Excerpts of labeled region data
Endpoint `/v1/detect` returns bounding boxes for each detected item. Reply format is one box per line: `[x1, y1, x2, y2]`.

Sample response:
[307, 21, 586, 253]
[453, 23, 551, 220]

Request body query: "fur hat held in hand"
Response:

*Your instructions*. Please retype the rows above word for word, keeping every line as it appears.

*Exercise response*.
Endpoint `/v1/detect` returns bounding boxes for each detected item. Reply format is one box per line: `[x1, y1, x2, y2]`.

Sample response:
[307, 21, 586, 253]
[453, 23, 551, 220]

Request body query: "fur hat held in hand"
Response:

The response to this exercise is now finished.